▶ _BRIEF_: Return the part of the blog post about taking an online grammar course between "The first journey" and "NINETEEN PAGES LONG.", inclusive, copied word for word.

▶ _TEXT EXTRACT_:

^^^^^^^^

The first journey I previously wrote about: I'm back in school! Well...sort of. I have a hard time after spending years and years in school, getting my degree, and then going back to school to get my certification, deeming an online class as "going back to school." I'm not saying online classes aren't real or have any less value than a classroom course, but I just feel it may be more lax since we have a week to work on assignments, so really, how hard can it be.
Well, that's until I finally got to look at the syllabus for the class, which is NINETEEN PAGES LONG.
When I was taking classes at San Jose State University, the longest syllabus I had was maybe, maybe 5 pages long. Maybe. Ah heck, I don't remember. I just remember never getting a syllabus and feeling like, OHMYGOSH, WHATHAVEIDONE. I do remember feeling particularly sad that I had to recite pieces from each Shakespeare play we were reading in my Shakespeare class, and not only that, but the teacher expected us to be theatrical about it. Last time I checked, I was an English major, not a drama major, but I got through it, as I do with most things.
The first and last of the 12-bulleted course objectives are the ones I'm most excited about because they are why I wanted to take the course:
1st: Describe the function of any word, phrase, or clause in a grammatical sentence, using the names of the eight parts of speech and other nomenclature from classical grammar. (Example: "This is a propositional phrase functioning as an adverb.")
12th: Clearly explain to another person your reasons, based on grammar, mechanics, and usage, for making changes in the categories above.

^^^^^^^^

(Collected data)
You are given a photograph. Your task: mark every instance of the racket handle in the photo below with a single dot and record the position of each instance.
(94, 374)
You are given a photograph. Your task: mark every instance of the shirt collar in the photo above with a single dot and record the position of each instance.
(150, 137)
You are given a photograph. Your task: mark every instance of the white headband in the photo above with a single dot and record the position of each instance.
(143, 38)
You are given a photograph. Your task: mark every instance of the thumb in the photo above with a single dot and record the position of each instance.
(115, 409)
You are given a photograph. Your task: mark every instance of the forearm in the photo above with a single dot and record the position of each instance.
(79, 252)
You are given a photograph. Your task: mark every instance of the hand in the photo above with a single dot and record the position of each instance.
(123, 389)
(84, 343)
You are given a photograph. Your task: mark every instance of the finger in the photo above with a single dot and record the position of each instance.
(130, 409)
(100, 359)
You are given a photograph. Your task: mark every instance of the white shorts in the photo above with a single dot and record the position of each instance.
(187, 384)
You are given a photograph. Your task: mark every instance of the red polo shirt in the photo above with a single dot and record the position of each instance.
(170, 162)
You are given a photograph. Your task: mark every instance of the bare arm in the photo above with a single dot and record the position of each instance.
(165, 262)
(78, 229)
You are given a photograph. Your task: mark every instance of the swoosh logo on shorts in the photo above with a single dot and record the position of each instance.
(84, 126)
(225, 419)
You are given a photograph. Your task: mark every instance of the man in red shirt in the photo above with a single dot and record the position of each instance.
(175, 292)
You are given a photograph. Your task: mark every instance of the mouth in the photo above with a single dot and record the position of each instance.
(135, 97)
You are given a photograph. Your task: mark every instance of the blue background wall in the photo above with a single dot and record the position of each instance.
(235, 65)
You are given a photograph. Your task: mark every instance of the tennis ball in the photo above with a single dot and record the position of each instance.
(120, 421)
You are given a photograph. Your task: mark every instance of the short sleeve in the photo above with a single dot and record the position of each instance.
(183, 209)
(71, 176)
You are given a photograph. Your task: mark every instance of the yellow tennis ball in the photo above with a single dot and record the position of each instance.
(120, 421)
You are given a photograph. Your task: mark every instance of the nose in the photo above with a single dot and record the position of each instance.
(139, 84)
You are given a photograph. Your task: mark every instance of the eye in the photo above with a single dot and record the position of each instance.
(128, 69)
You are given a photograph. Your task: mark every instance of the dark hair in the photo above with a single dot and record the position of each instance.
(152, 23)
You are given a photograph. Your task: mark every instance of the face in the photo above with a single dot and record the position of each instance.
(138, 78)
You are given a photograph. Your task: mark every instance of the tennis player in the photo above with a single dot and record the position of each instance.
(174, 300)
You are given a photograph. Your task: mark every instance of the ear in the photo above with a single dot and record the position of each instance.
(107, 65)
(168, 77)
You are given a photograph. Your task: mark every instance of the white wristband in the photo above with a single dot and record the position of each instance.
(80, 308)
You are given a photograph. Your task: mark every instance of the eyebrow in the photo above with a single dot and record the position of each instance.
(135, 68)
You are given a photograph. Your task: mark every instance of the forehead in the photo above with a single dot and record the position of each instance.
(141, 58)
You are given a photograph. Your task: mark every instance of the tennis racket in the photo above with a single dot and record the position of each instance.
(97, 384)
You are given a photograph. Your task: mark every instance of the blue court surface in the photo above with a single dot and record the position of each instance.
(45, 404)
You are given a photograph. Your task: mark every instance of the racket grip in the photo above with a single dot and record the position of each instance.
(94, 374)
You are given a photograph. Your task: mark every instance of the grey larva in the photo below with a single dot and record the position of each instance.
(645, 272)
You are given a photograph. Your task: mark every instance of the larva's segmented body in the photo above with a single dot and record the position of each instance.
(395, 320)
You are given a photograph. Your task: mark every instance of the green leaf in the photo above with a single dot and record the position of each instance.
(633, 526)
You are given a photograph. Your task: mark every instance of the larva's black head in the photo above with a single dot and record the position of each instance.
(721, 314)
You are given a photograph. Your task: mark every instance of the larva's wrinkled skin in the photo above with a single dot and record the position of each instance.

^^^^^^^^

▶ _RESPONSE_:
The first journey I previously wrote about: I'm back in school! Well...sort of. I have a hard time after spending years and years in school, getting my degree, and then going back to school to get my certification, deeming an online class as "going back to school." I'm not saying online classes aren't real or have any less value than a classroom course, but I just feel it may be more lax since we have a week to work on assignments, so really, how hard can it be.
Well, that's until I finally got to look at the syllabus for the class, which is NINETEEN PAGES LONG.